Copy the line with "One keypoint belongs on each instance. Indicate the paved" and all lines following it through the last line of the entries, exactly as written.

::: The data :::

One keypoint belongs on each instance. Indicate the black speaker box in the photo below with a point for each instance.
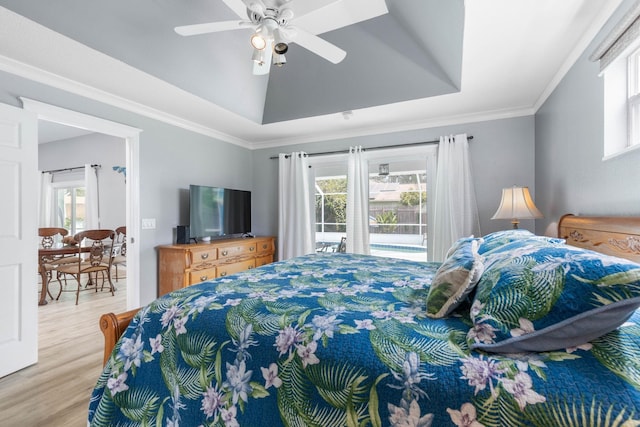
(182, 234)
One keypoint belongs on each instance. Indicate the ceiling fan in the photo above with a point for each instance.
(275, 26)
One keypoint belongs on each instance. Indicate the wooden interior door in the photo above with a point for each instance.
(18, 239)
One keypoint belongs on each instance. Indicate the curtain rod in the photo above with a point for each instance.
(409, 144)
(71, 169)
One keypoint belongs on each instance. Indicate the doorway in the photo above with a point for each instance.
(54, 114)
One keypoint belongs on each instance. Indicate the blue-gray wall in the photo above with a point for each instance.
(571, 176)
(502, 154)
(557, 153)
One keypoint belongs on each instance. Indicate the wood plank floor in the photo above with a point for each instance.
(56, 391)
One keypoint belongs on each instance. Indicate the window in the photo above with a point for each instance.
(619, 58)
(397, 205)
(633, 98)
(69, 205)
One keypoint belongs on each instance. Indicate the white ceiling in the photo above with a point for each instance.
(514, 52)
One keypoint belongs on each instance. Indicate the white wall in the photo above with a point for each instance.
(104, 150)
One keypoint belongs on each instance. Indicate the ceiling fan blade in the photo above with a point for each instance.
(238, 6)
(211, 27)
(320, 47)
(336, 14)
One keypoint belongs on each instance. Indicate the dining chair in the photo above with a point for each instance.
(95, 255)
(49, 238)
(120, 249)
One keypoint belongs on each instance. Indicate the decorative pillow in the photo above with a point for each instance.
(456, 278)
(500, 238)
(536, 296)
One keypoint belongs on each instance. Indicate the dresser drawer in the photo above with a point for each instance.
(265, 247)
(203, 255)
(198, 276)
(236, 267)
(237, 250)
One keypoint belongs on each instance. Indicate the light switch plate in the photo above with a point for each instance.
(148, 223)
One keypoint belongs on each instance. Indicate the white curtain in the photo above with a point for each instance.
(92, 203)
(45, 201)
(295, 235)
(357, 203)
(455, 208)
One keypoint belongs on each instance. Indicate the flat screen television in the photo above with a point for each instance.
(216, 212)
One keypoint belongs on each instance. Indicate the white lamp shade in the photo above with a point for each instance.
(517, 204)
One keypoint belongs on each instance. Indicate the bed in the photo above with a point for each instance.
(511, 329)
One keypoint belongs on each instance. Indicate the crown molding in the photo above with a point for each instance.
(39, 75)
(400, 127)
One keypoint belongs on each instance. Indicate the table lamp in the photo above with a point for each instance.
(516, 204)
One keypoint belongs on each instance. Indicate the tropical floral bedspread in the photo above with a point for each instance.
(343, 340)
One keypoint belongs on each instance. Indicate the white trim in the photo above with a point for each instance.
(578, 50)
(621, 153)
(131, 135)
(50, 79)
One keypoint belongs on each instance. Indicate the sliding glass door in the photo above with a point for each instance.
(398, 205)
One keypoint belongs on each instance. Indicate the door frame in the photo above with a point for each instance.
(131, 135)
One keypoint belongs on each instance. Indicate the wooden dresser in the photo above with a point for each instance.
(184, 265)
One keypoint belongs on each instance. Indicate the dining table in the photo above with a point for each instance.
(48, 255)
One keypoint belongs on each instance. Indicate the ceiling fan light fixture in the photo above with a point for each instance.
(258, 41)
(279, 59)
(280, 46)
(258, 56)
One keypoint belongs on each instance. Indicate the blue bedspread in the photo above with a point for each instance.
(343, 340)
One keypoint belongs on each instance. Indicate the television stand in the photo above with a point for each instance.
(183, 265)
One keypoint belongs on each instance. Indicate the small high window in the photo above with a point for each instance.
(619, 58)
(633, 98)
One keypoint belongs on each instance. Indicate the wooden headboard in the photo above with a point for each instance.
(617, 236)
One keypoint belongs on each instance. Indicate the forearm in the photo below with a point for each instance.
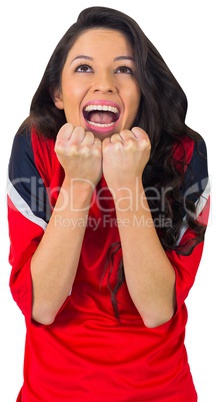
(149, 275)
(55, 262)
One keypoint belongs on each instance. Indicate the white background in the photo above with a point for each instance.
(185, 34)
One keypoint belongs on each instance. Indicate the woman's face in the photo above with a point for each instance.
(99, 90)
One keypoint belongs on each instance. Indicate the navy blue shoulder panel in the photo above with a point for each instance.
(196, 175)
(25, 177)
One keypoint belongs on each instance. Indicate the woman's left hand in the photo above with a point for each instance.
(125, 156)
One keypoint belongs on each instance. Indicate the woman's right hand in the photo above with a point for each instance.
(79, 153)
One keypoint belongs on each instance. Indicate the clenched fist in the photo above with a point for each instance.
(79, 153)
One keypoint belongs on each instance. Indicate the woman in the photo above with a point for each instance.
(108, 207)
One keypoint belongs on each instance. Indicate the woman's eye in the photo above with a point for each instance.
(84, 68)
(124, 70)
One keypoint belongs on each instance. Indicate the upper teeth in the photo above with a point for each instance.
(105, 108)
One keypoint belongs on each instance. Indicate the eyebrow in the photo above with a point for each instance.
(84, 57)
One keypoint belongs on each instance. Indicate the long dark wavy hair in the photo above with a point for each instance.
(161, 114)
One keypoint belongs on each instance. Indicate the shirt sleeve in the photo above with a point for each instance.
(185, 258)
(28, 215)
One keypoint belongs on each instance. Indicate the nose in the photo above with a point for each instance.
(104, 82)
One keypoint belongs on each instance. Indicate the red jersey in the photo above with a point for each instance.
(86, 354)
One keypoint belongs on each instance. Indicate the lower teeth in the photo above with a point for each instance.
(100, 125)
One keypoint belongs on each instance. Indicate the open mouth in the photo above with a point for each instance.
(103, 116)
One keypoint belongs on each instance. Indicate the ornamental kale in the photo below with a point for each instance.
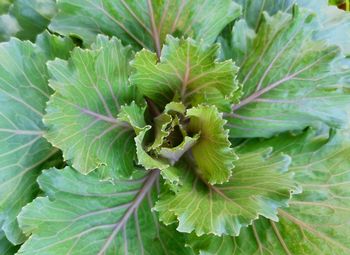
(174, 127)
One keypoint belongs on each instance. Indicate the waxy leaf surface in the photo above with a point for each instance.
(89, 216)
(318, 220)
(90, 89)
(289, 80)
(144, 23)
(260, 183)
(187, 71)
(24, 92)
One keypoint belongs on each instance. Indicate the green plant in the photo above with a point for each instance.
(174, 127)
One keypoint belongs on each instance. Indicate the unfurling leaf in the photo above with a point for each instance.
(213, 153)
(187, 71)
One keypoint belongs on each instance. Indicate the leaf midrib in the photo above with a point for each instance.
(147, 186)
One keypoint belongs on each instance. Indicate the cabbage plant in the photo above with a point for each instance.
(174, 127)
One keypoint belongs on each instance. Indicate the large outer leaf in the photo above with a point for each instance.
(88, 216)
(334, 22)
(259, 185)
(23, 152)
(252, 10)
(6, 248)
(289, 80)
(82, 115)
(144, 23)
(318, 220)
(26, 18)
(187, 70)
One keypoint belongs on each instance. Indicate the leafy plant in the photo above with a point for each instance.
(174, 127)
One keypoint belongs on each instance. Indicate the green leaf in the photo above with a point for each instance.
(54, 46)
(144, 24)
(252, 11)
(175, 153)
(23, 152)
(317, 221)
(26, 18)
(187, 70)
(259, 185)
(134, 115)
(213, 153)
(94, 217)
(334, 22)
(289, 80)
(143, 158)
(82, 115)
(6, 248)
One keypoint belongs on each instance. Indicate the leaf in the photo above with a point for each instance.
(213, 153)
(54, 46)
(252, 11)
(94, 217)
(6, 248)
(175, 153)
(188, 70)
(23, 152)
(26, 18)
(143, 158)
(82, 115)
(259, 185)
(317, 221)
(144, 23)
(334, 22)
(290, 81)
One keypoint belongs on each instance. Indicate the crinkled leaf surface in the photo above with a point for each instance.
(144, 23)
(89, 216)
(26, 18)
(213, 153)
(187, 70)
(23, 152)
(334, 22)
(259, 185)
(252, 11)
(317, 221)
(82, 115)
(289, 80)
(6, 248)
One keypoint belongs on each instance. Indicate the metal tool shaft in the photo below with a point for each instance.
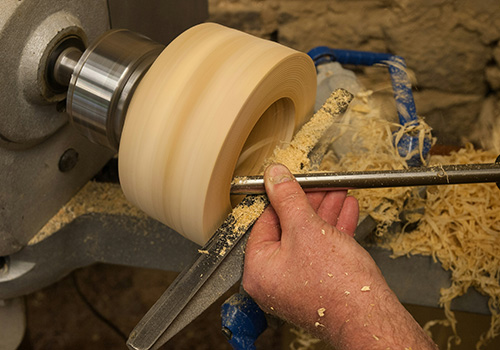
(423, 176)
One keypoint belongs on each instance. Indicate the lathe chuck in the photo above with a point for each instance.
(212, 95)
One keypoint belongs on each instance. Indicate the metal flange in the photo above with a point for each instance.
(29, 32)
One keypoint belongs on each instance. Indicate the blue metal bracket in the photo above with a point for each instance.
(242, 321)
(401, 85)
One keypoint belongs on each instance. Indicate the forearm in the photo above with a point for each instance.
(380, 322)
(354, 309)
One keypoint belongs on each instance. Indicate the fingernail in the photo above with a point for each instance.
(278, 173)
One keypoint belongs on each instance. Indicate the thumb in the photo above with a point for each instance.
(286, 196)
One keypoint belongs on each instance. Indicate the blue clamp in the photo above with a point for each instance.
(242, 321)
(401, 86)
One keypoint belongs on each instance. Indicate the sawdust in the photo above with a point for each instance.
(295, 156)
(94, 197)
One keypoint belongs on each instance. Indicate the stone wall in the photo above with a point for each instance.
(453, 47)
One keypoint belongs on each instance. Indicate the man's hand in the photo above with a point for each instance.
(303, 265)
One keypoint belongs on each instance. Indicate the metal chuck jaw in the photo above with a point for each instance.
(101, 81)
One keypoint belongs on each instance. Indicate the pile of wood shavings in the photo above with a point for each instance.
(94, 197)
(371, 147)
(460, 228)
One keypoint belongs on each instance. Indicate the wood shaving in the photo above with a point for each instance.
(321, 312)
(460, 228)
(366, 142)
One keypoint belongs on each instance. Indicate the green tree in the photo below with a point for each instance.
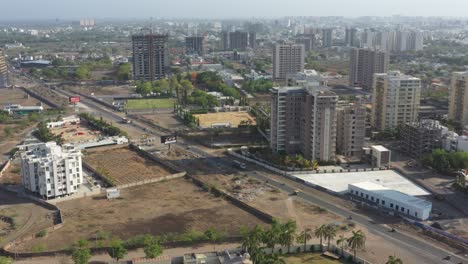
(288, 233)
(330, 233)
(117, 250)
(82, 72)
(320, 232)
(152, 247)
(356, 241)
(394, 260)
(81, 253)
(341, 242)
(304, 236)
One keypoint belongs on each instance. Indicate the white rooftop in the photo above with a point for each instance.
(392, 194)
(380, 148)
(338, 182)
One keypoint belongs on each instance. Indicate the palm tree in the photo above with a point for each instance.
(394, 260)
(304, 236)
(320, 233)
(288, 233)
(272, 236)
(330, 233)
(357, 241)
(341, 242)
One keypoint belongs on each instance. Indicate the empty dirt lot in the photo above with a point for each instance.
(124, 165)
(167, 207)
(233, 118)
(29, 217)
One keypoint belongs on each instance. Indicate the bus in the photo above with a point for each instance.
(240, 165)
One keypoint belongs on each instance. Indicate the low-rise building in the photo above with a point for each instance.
(50, 170)
(391, 200)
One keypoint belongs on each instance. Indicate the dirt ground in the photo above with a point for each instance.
(166, 120)
(29, 217)
(233, 118)
(75, 133)
(12, 176)
(166, 207)
(16, 96)
(124, 165)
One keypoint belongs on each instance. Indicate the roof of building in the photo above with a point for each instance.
(391, 194)
(380, 148)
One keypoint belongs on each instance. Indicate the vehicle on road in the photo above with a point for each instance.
(240, 165)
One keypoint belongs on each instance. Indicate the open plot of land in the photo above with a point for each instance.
(167, 207)
(124, 165)
(75, 133)
(150, 103)
(16, 96)
(338, 182)
(234, 119)
(28, 217)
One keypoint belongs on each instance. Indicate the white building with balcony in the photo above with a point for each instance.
(50, 170)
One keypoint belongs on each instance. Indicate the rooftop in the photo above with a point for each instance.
(391, 194)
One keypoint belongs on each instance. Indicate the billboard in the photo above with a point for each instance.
(74, 99)
(169, 139)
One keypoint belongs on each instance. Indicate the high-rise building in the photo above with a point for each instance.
(287, 59)
(351, 129)
(395, 100)
(195, 45)
(150, 56)
(50, 170)
(327, 37)
(3, 71)
(458, 98)
(420, 138)
(351, 37)
(238, 40)
(363, 64)
(303, 120)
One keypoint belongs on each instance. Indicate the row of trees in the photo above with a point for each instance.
(257, 239)
(444, 161)
(257, 86)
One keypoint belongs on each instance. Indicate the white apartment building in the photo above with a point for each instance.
(287, 59)
(458, 98)
(50, 170)
(395, 99)
(392, 200)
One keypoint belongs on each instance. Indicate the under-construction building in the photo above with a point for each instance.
(150, 56)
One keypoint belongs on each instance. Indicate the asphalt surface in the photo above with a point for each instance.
(429, 253)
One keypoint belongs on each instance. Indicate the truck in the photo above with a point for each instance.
(240, 165)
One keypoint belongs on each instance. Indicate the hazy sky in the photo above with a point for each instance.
(72, 9)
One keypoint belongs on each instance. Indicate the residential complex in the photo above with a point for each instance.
(351, 129)
(458, 98)
(327, 37)
(395, 100)
(3, 71)
(420, 138)
(195, 45)
(150, 56)
(50, 170)
(303, 120)
(364, 63)
(238, 40)
(287, 59)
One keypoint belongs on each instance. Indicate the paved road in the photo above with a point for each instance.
(429, 253)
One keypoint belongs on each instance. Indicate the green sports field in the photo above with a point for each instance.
(150, 103)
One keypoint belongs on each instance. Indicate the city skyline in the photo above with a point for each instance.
(51, 9)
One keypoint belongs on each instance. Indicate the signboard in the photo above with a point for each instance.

:::

The solution:
One keypoint belongs on each instance. Indicate the paved road in the photo above with a point for each instance.
(429, 253)
One keypoint belongs on each instance. Indicate the green sports field in the photo above with a point for each instance.
(150, 103)
One keypoint belongs on each instance. Indicate the city skyline in the photo above with a point for each instance.
(51, 9)
One keypoint belongs on each instance. Indicate the signboard in the photo above with a point for each instance.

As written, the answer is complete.